_原文抜粋:_
☆ ☆ ☆ ☆ ☆ ☆ ☆
描画モードを使いこなして攻略! 厚塗りカードイラスト風メイキング 着彩編

 描画モードを使いこなして攻略! 厚塗りカードイラスト風メイキング 着彩編

グリザイユ画法をもとに厚塗りをしている方、配色バランスが均一化したり、せっかく描いた明暗の階調差が崩れたりしていませんか?

 

前回に続いて、イラストレーターのユーコ・ラビットさんによる厚塗り講座第二回目です。今回は、前回描いたグレースケールのラフに色をつけていく工程を説明します。

厚塗りの着彩はレイヤー描画モードを理解すれば、作業が随分スムーズになります。今回の講座を通して厚塗りの着彩基礎知識を習得しましょう。

 

 

 

様々なレイヤー描画モードを用いて色を付けていく

デジタルイラストで使われるグリザイユ画法の着彩にはオーバーレイが頻繁に用いられています。一見便利に見えるオーバーレイですが、使いすぎるとせっかく出した微妙な階調差をつぶしてしまうことになるため、使い方には注意が必要です。

 

グレースケールの持ち味を生かした着彩をするため、私は以下のレイヤー描画モードを使用しています。

グラデーションマップ

グラデーションマップ

私のお気に入りで、グレースケールの着彩に一番活用している調整レイヤーです。主にベースやパーツごとの着彩に使用しています。

 

明暗のレベルに応じて色を適用させることができるため、例えば、光の色を黄色味がかった色、影を青みがかった色にすることを、このレイヤーひとつで指定できるわけです。

 

グラデーションマップレイヤーの一番の利点は、パーツごとの色相の均一化を、手間なく防げることです。適用させたい部分だけ、レイヤーマスクを使用して指定していきます。

レンズフィルター

レンズフィルター

写真のレンズフィルターのように、自然に色味を変えることができるレイヤーです。

着彩の際に強く出てしまいがちな環境光に対する補色の彩度を押さえたり、微妙な色相の調整に使用したりします。場合によっては、彩度が低いパーツの着彩に使用することがあります。
☆ ☆ ☆ ☆ ☆ ☆ ☆
_設問:_
(a) 下に続く行のうち、先頭の行から「point(250, 248)」を含む行まで(両端を含む)を、そのまま書き写してください。
(b) 上の厚塗りの着彩に関する解説文について、途切れた箇所の後から続きを書いてください。

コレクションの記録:
☆ ☆ ☆ ☆ ☆ ☆ ☆
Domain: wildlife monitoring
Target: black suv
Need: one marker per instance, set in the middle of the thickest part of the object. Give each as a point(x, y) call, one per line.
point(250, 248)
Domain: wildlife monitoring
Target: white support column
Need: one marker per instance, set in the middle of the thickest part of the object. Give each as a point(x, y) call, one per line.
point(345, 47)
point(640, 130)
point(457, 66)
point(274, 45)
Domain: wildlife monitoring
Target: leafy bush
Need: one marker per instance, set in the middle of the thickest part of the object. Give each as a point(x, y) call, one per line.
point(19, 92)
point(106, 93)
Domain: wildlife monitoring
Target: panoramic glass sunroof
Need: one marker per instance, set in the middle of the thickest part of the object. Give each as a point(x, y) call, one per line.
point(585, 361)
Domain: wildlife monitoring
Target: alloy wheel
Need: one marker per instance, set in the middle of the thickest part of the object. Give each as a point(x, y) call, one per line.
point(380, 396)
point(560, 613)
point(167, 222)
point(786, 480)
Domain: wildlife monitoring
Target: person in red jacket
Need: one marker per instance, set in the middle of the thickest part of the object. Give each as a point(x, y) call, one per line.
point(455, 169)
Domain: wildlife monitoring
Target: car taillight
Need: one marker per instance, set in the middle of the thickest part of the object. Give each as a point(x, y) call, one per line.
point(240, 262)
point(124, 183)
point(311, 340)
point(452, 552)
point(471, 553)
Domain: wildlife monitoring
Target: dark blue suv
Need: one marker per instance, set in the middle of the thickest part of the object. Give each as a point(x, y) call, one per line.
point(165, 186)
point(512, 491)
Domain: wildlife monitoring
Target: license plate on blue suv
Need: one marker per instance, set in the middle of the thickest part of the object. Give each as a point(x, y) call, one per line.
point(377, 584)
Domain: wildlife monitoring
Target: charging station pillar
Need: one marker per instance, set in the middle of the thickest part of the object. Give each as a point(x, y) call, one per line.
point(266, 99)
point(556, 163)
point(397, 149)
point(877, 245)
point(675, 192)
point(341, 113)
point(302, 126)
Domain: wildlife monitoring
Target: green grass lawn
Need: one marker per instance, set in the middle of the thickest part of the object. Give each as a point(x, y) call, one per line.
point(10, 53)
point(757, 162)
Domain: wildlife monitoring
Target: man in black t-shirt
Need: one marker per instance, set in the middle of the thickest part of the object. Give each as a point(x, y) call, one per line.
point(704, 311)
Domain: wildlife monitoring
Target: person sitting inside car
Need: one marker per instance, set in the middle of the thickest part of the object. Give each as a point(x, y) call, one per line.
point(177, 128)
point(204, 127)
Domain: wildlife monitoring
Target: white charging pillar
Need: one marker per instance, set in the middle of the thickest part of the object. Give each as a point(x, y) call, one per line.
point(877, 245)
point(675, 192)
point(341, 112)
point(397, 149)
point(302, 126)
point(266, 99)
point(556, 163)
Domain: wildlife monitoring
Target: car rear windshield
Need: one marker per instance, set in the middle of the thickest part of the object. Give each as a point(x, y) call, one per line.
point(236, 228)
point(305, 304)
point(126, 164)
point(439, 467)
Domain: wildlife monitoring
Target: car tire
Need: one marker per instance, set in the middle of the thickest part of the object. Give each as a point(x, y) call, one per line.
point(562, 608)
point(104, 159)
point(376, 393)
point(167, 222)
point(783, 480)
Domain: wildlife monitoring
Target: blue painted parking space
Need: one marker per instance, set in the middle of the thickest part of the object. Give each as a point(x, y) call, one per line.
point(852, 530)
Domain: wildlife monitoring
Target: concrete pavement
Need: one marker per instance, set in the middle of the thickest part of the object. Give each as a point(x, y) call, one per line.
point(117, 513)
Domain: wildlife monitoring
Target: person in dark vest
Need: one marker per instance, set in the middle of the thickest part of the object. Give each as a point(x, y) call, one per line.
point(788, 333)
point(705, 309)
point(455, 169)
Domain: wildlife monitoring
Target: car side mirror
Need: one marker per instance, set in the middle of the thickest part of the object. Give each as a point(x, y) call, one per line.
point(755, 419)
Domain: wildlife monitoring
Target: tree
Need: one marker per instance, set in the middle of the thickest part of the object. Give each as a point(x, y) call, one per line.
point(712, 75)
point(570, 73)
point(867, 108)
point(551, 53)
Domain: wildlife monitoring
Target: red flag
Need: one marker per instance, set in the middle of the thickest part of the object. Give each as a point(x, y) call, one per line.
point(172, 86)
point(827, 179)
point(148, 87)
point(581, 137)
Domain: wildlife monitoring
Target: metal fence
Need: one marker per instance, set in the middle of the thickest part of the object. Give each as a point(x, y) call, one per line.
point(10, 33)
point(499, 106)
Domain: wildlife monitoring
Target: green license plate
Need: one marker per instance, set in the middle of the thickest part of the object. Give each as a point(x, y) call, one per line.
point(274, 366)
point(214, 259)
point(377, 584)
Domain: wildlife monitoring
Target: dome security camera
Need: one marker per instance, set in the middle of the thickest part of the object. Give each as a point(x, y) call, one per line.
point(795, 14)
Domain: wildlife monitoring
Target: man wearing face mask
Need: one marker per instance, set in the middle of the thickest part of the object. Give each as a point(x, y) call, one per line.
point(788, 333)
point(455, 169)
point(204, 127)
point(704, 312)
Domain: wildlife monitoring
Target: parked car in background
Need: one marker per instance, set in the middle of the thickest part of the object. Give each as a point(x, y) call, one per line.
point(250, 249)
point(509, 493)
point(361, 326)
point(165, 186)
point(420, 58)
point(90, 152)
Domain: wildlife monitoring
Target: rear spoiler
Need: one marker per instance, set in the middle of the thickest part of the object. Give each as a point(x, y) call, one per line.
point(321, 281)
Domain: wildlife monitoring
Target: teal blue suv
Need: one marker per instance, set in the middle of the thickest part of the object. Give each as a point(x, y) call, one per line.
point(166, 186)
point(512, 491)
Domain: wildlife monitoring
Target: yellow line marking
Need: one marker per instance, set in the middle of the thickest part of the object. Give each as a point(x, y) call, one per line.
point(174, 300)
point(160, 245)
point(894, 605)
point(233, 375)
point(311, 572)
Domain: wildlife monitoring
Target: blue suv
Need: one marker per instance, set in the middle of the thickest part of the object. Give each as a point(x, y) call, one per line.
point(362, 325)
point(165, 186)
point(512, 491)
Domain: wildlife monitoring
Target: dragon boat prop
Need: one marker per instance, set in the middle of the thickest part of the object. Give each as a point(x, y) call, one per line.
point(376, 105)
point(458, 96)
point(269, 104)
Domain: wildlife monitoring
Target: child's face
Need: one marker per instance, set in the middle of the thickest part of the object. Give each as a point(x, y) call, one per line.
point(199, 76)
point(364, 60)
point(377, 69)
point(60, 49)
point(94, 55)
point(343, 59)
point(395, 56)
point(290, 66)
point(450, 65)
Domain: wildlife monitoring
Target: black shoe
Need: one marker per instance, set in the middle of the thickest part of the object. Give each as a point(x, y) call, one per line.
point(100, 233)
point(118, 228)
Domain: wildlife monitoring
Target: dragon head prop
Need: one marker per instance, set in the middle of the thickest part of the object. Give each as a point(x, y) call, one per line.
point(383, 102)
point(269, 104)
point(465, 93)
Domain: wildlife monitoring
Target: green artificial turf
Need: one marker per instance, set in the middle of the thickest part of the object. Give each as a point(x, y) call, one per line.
☆ ☆ ☆ ☆ ☆ ☆ ☆
_解答:_
(a)
Domain: wildlife monitoring
Target: black suv
Need: one marker per instance, set in the middle of the thickest part of the object. Give each as a point(x, y) call, one per line.
point(250, 248)

(b)
カラーバランス

カラーバランス

色幅を増やしたり、全体に統一感を出したりするために使用する調整レイヤーです。

 

明色、中間色、暗色と分けて色が調整できるため、光源の色、環境の色などを考慮しながら調整できるので、最後の色味の調整によく使います。

トーンカーブ

トーンカーブ

カラーバランスと同じように、色幅を増やしたり、全体に統一感を出すために使用する調整レイヤーですが、カラーバランスと違い、カーブを編集すると明度や彩度が変わるので、オーバーレイと同じように色と明暗の階調を同時に変化させたいときに使います。

オーバーレイ

オーバーレイ

多くの人がグリザイユの着彩に使用しているオーバーレイは、色と色の重なりで、思わぬ効果が得られるため、使って楽しいレイヤー描写モードです。

 

色と明暗の階調を同時に変化させたいときに重宝しますが、使いすぎると彩度が高くなりすぎたり、明暗のバランスが壊れたりするので、私は明度の調整のみに使うようにしています。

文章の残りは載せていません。